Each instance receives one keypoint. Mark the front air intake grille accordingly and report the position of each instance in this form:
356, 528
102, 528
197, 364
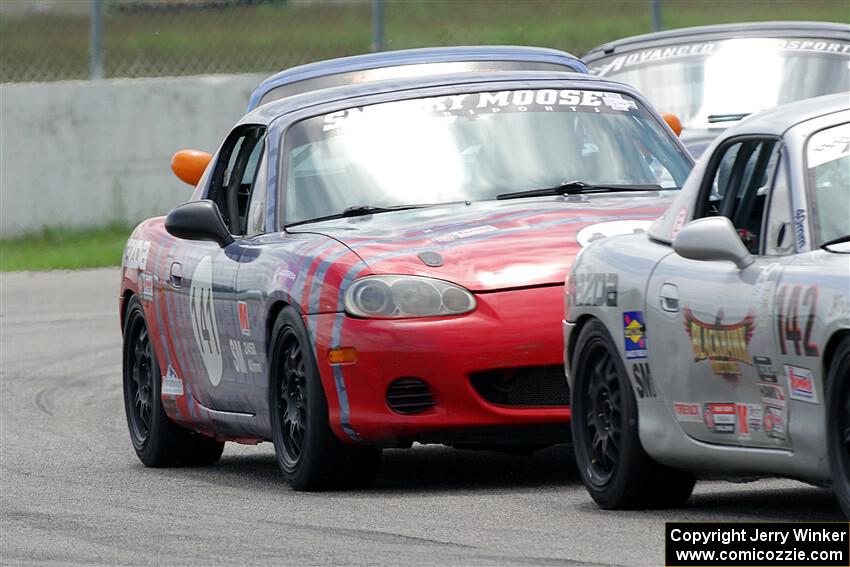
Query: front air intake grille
528, 386
409, 396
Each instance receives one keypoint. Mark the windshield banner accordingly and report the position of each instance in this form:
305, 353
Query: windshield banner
705, 49
491, 102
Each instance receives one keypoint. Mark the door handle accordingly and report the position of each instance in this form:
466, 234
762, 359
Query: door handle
669, 298
175, 278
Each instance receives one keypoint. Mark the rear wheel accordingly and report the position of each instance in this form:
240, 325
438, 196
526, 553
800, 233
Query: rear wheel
309, 454
157, 440
612, 463
838, 423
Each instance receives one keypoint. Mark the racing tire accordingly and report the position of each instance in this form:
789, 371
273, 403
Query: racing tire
612, 463
838, 423
309, 454
158, 441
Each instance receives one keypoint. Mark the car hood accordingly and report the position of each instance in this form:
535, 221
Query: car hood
492, 245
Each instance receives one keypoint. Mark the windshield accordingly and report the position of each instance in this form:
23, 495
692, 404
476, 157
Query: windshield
828, 169
475, 146
710, 84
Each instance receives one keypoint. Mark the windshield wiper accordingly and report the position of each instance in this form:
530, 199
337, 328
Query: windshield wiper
576, 187
358, 211
732, 117
834, 241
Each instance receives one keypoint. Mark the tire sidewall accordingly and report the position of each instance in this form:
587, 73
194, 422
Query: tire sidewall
606, 494
838, 388
308, 467
146, 449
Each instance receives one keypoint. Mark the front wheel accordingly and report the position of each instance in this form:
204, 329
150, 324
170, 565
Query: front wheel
157, 440
613, 466
308, 453
838, 423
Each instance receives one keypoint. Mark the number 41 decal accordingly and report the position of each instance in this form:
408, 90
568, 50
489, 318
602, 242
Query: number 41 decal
788, 320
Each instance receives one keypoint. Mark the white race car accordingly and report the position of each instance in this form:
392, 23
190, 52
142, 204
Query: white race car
718, 343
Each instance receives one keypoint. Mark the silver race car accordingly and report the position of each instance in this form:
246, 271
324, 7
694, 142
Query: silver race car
718, 343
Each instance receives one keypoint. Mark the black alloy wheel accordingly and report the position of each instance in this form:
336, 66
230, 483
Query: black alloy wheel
309, 454
612, 463
141, 386
603, 421
291, 399
158, 441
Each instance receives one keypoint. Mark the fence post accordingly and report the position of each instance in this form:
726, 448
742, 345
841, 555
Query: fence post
96, 41
656, 15
377, 25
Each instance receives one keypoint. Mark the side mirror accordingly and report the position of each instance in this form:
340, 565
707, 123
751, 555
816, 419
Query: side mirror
189, 165
712, 238
673, 122
198, 220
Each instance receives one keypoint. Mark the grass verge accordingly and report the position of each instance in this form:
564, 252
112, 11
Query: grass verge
64, 249
150, 39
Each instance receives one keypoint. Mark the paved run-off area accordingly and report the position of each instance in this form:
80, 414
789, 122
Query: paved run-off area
72, 490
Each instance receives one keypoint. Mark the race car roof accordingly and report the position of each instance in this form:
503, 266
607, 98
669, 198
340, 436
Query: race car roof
384, 59
774, 122
267, 113
778, 120
824, 30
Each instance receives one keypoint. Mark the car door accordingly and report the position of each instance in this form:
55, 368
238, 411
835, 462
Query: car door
710, 322
203, 281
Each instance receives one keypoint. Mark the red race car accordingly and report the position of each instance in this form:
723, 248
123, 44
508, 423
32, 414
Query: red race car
374, 265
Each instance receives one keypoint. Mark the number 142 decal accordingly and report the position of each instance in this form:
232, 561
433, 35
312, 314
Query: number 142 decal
788, 320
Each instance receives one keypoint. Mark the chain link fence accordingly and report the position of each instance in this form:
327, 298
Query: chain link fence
50, 40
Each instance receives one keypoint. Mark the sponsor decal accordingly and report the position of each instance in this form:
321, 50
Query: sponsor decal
643, 380
723, 345
239, 362
749, 419
764, 368
634, 334
172, 385
720, 418
687, 412
679, 222
813, 45
136, 254
490, 102
800, 228
707, 48
788, 318
600, 230
801, 384
204, 324
244, 323
240, 350
773, 422
595, 290
466, 233
146, 281
771, 393
650, 55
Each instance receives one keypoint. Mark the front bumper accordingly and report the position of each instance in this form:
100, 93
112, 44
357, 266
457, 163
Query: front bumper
508, 330
567, 328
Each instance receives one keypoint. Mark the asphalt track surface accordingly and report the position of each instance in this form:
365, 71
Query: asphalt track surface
73, 492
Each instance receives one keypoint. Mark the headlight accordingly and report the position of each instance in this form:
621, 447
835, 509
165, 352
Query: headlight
406, 296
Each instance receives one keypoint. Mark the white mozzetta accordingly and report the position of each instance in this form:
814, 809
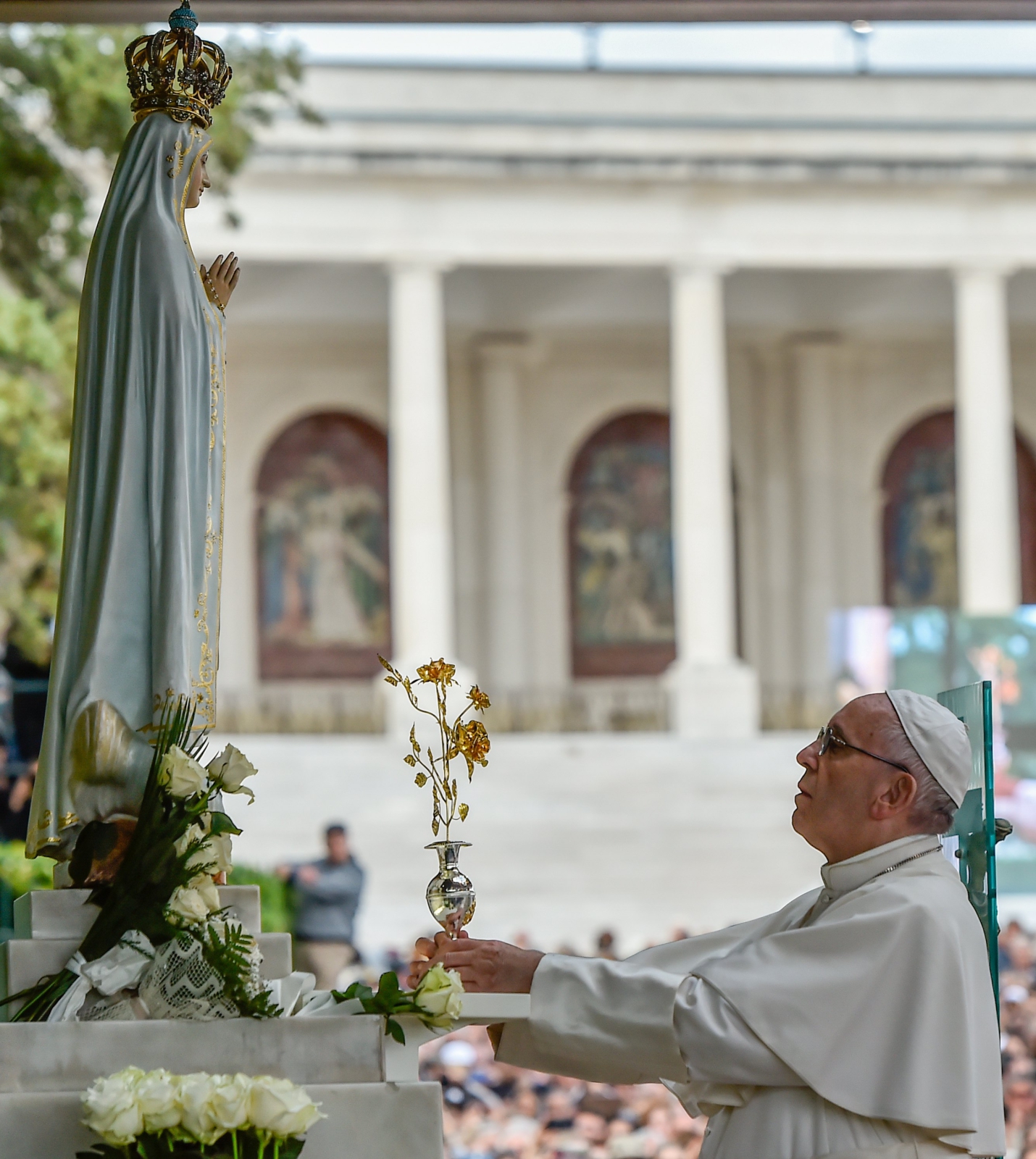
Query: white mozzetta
46, 913
365, 1121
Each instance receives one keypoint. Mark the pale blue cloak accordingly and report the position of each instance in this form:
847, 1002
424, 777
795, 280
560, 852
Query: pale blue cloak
138, 608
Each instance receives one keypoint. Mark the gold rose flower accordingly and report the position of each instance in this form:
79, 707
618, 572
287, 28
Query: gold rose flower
457, 737
436, 671
473, 743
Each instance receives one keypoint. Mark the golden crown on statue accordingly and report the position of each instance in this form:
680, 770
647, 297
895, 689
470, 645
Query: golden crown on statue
177, 72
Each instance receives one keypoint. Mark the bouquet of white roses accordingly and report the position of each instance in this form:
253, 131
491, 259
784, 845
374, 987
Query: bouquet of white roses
220, 1116
162, 902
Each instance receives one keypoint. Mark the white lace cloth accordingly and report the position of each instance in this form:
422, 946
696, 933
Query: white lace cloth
122, 968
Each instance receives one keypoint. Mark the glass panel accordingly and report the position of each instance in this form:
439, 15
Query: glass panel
972, 842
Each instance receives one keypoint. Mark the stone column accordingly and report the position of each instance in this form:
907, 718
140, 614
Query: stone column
713, 693
501, 365
815, 365
987, 516
421, 516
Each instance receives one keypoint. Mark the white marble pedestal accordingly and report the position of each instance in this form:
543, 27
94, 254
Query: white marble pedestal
365, 1083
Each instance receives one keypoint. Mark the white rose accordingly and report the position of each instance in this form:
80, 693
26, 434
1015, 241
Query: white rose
197, 1116
181, 774
440, 995
230, 769
158, 1099
112, 1108
187, 907
231, 1100
206, 890
282, 1108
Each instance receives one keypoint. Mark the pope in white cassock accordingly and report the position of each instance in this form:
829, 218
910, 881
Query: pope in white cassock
856, 1023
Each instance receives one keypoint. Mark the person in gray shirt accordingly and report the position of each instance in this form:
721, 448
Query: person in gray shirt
328, 894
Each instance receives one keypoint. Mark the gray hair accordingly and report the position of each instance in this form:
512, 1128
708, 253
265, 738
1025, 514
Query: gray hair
933, 808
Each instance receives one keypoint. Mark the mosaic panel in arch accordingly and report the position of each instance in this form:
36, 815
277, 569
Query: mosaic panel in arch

주어진 문제 ::
데이터에서 "Each instance receives one keypoint. Mark the white rose"라는 문장이 있는 줄부터 시작해 데이터 마지막 줄까지, 양 끝 줄을 포함한 모든 줄을 빠짐없이 다시 쓰세요. 이때 각 "Query:" 줄 바로 아래에 적힌 좌표 값만 1.7을 곱한 뒤 정수로 반올림하고(0.5는 올림), 그 밖의 숫자는 원래대로 두세요.

연습 답안 ::
Each instance receives one keypoint. Mark the white rose accordingly and report the position of each instance in this form:
80, 693
26, 434
1015, 241
Query: white rose
335, 1897
308, 1316
748, 1692
391, 1307
269, 1868
190, 1884
318, 1542
393, 1870
350, 1513
479, 1884
Each instance receives one keypoint. Mark the pope in white cassock accordingly and report the position of each instance in this form:
829, 218
910, 881
Query: pope in white cassock
1455, 1739
Each instance receives one keypoint. Mark the person in gray shirt accordingly and report the position of each instance in this form:
721, 448
Query: person in gray shirt
558, 1520
Each instance receives one keypoint. Mark the gray hair accordingly and report the position of each instance in this form:
512, 1128
708, 253
265, 738
1025, 514
Query: gray hair
1586, 1374
Each instance receives one keypoint. Mark the mosaic panel in arch accordingly and report the position of each instance in this form:
36, 815
277, 569
Query: mosaic panel in arch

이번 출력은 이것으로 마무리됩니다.